* PASSAGE EXTRAIT *
####
Mais l’heure de vérité est sur le point de sonner. La phase fondatrice de son existence a besoin d’éclore, inéluctablement, à l’instar de toutes ces belles fleurs qu’il observe pousser et s’émanciper dans la serre du coin. C’est sur une temporalité écrasée – un bref week-end – qu’Anahita Ghazvinizadeh nous convie ainsi à accompagner J. dans son cheminement. En soignant le cadre et la lumière, jusqu’à une forme d’épure virginale, la réalisatrice adopte une approche davantage théorique qu’émotionnelle. Biberonnée à l’œuvre d’Abbas Kiarostami, elle préfère en effet recouvrir J. d’une chape impénétrable. Pour elle, le secret triomphe sur la révélation. Toujours.
####
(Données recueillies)

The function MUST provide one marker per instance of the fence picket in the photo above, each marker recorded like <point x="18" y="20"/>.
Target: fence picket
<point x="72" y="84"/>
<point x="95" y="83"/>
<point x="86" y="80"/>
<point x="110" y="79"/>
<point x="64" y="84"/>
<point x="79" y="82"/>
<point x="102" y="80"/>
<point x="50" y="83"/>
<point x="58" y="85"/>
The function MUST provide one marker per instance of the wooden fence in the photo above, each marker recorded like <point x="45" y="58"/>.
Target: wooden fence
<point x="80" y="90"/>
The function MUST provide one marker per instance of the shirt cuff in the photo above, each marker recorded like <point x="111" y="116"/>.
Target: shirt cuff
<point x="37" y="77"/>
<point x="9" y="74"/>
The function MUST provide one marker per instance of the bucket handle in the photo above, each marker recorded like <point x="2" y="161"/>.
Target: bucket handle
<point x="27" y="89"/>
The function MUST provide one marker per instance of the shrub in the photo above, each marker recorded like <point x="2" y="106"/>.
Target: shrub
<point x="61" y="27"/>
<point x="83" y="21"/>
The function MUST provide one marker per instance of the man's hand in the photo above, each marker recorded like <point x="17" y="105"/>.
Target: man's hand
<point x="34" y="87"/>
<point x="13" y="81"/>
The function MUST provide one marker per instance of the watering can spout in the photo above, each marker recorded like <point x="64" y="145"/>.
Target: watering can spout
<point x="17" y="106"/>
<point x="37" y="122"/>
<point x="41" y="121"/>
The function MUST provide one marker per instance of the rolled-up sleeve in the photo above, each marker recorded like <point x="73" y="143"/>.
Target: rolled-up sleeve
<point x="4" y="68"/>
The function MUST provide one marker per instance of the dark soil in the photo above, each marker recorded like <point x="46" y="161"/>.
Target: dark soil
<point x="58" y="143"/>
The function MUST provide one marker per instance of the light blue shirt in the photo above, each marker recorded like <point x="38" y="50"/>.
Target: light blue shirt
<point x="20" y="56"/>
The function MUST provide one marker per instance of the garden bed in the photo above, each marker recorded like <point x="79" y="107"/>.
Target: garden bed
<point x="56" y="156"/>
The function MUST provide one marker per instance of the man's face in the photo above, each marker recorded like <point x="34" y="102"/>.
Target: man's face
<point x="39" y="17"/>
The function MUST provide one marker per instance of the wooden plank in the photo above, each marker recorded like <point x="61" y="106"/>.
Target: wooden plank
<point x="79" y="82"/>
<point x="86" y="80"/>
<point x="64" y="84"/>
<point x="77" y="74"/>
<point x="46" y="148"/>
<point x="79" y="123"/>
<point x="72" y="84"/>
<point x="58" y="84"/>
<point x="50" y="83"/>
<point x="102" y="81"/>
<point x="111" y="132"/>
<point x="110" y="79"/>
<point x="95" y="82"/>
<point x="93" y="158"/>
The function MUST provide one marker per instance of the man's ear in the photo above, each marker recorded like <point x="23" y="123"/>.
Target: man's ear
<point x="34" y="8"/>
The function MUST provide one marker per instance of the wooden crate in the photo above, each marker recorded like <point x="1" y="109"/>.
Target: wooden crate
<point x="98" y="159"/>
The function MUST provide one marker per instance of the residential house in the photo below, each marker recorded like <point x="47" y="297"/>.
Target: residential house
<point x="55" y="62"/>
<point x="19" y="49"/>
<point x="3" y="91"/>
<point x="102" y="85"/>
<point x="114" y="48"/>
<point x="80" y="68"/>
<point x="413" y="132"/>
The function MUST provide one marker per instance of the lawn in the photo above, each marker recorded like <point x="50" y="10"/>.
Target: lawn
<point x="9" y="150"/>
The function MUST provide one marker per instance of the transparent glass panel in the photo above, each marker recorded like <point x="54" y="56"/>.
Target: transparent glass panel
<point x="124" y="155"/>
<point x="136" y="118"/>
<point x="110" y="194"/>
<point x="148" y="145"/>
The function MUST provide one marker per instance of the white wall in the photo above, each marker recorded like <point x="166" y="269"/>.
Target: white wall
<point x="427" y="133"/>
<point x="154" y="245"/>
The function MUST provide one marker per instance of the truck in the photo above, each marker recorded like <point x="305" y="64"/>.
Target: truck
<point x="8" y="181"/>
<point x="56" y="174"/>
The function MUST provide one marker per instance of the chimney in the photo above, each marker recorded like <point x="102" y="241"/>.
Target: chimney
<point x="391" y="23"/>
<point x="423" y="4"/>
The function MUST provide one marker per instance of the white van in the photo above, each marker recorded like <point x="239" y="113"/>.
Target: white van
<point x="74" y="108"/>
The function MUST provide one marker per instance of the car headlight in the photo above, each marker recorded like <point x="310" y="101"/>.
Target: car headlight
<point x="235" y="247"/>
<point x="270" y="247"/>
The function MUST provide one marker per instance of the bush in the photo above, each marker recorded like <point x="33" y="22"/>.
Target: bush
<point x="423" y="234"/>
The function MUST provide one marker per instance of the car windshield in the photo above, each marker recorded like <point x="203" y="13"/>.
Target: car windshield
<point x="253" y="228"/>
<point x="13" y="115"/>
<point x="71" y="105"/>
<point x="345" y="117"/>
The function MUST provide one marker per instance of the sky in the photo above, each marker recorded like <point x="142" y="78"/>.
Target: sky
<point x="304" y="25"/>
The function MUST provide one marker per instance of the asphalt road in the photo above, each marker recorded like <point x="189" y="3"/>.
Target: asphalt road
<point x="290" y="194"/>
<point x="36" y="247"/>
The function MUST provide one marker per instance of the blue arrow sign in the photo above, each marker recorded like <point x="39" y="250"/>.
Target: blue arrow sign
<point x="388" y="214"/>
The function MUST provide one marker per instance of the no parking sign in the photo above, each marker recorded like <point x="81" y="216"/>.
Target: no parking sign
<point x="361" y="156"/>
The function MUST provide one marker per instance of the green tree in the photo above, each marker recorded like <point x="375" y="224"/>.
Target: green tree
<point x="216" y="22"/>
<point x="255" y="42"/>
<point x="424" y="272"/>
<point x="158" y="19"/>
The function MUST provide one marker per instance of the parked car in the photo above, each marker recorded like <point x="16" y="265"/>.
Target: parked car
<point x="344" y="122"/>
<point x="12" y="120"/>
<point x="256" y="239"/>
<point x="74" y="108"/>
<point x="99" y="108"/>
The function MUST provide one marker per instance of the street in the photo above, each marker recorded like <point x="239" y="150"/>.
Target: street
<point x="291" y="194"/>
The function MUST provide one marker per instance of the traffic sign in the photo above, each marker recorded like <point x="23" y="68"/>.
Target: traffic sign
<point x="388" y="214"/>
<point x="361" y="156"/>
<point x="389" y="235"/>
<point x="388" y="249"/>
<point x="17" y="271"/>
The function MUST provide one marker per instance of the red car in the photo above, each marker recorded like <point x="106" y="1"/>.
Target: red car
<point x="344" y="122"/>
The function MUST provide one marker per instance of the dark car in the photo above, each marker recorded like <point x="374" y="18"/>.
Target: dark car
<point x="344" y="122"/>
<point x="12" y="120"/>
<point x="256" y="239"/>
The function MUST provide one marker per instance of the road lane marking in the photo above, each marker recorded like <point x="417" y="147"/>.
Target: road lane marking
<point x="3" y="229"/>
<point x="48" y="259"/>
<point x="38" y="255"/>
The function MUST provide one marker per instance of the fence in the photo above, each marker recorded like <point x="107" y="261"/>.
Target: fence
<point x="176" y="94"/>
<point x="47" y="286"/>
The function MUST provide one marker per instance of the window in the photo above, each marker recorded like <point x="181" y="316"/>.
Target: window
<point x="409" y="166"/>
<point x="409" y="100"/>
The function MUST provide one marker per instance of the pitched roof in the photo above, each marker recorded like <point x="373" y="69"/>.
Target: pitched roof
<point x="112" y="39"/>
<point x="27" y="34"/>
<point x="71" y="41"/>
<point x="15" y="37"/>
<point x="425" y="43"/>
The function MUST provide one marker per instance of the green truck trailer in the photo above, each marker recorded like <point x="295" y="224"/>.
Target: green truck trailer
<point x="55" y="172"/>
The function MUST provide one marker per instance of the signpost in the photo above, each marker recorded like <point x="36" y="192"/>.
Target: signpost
####
* CONSIGNE *
Reprenez le texte sur le film d'Anahita Ghazvinizadeh et poursuivez-le à partir de sa dernière phrase.

* RÉPONSE *
Talent à suivre

Alors qu’autour de J. tout est discuté, commenté, à l’image des problèmes existentiels de sa sœur Lauren, qui cherche une nouvelle résidence d’artiste et fait face aux pépins dentaires de son petit ami d’origine iranienne, la trajectoire intime du personnage principal n’appartient qu’à lui-même. Du moins dans sa globalité. Résultat ? Le spectateur doit constamment aller à la conquête des messages du silence, des regards et de l’indicible. On sait gré par ailleurs à Anahita Ghazvinizadeh de ne jamais faire du (possible) changement d’identité sexuelle de J. un sujet de controverse. Elle l’érige en acquis indiscutable et dépose sur les lèvres des personnages secondaires une bienveillance à toute épreuve, excluant tout antagonisme. Non exempt de défauts, de petits tics arty un peu crispants, They marque clairement l’émergence d’une voix.